Énoncé A
D'après l'extrait, combien d'avenants de l'équipe manquaient encore le 24 avril 2006 ?

Extrait
┌──
Cette situation est d'autant plus négative pour les membres de votre équipe que vous bloquez en parallèle une communication spontanée de ceux-ci avec les autres directions. À plusieurs reprises, tant vos collègues directeurs que moi-même avons constaté de la part de votre équipe une réticence à nous fournir directement des informations en invoquant la nécessité de passer par votre intermédiaire. Un tel schéma de communication est inacceptable. Ces effets négatifs pour l'entreprise sont encore renforcés par la fréquence de vos absences dont quiconque dans l'entreprise n'est averti à l'avance et ne peut donner une indication sur leur durée.

À cet égard, nous ne contestons nullement la liberté dont vous disposez pour l'organisation de votre emploi du temps et le fait que vous n'ayez aucune autorisation à requérir pour vous absenter. Ceci étant, votre statut de cadre dirigeant suppose un accompagnement minimum du travail de votre équipe dont nous avons constaté d'une manière récurrente ses questionnements sur vos absences et sur l'impossibilité de vous contacter autrement que sur votre téléphone mobile.

Dès avant même l'interruption des réunions de votre équipe, il est apparu que vous ne transmettiez pas avec l'efficacité et l'implication requises les décisions prises en Codir.

Nous nous référons notamment à la question des avenants aux contrats de travail de l'ensemble des collaborateurs.... il a fallu vous relancer à plusieurs reprises pour obtenir le retour de ces avenants signés. Le 24 avril 2006, il manquait encore quatre avenants de votre équipe...

3- Carences dans la transmission des informations.

3-1 Transmission des informations à notre actionnaire allemand.

Cette carence a fait l'objet de vives critiques de nos interlocuteurs allemands à différentes reprises. Nous nous référons ici d'une part à la crise de la fin de l'été 2005. Vos interlocuteurs en Allemagne ont été vivement choqués par votre absence de réponse à leurs demandes légitimes d'information sur le déroulement des opérations placées sous votre responsabilité lors de la phase de préparation du lancement de notre service. La situation était devenue telle que nous avons dû détacher une personne du siège du groupe pour contrôler l'avancement du projet.
└──
Énoncé B
Comptez les lignes des enregistrements où figure la chaîne "Target" et donnez seulement ce nombre.

Enregistrements fournis
┌──
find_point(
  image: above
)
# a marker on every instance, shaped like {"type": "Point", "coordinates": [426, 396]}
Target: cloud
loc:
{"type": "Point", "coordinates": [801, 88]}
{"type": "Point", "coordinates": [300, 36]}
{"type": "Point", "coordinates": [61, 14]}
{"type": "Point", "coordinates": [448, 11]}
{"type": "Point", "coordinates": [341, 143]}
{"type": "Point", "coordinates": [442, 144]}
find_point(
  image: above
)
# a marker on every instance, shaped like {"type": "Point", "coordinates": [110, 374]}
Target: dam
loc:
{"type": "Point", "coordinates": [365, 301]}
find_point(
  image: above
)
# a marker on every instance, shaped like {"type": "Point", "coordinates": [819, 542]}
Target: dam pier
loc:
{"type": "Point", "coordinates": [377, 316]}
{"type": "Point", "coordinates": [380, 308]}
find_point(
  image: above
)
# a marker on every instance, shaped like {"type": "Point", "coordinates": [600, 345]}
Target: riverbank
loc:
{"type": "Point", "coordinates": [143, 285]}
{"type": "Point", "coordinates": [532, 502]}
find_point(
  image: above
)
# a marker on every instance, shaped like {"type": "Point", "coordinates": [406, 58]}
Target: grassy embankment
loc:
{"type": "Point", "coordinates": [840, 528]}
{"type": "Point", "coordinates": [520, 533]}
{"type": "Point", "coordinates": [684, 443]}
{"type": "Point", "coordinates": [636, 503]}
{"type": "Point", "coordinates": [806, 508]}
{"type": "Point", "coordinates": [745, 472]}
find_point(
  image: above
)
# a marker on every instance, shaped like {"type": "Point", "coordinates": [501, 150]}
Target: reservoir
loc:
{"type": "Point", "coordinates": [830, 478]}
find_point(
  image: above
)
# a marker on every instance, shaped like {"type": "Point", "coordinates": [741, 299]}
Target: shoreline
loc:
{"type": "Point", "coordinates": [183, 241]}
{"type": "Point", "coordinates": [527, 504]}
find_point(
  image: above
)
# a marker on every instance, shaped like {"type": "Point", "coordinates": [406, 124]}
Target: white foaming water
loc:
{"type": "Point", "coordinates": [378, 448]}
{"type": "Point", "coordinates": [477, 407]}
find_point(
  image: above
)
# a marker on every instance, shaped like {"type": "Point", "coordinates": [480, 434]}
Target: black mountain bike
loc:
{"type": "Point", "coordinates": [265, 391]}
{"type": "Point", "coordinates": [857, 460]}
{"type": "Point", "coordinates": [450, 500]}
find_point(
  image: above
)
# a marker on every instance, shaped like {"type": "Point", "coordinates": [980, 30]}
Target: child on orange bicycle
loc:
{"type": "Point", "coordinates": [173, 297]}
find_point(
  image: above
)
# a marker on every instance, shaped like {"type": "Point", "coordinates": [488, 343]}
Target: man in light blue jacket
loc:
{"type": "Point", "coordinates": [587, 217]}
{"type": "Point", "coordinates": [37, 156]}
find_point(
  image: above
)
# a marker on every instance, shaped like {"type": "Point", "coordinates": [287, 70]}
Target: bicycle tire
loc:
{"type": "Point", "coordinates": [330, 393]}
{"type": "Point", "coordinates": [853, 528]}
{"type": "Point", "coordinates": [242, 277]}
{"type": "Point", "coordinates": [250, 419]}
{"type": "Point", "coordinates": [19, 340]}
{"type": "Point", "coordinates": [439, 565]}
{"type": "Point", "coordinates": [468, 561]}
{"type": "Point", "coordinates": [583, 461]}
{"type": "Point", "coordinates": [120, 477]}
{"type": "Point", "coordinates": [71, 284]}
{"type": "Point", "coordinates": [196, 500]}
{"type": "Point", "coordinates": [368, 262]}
└──
Réponse complète A
Il manquait encore quatre avenants.

Réponse complète B
12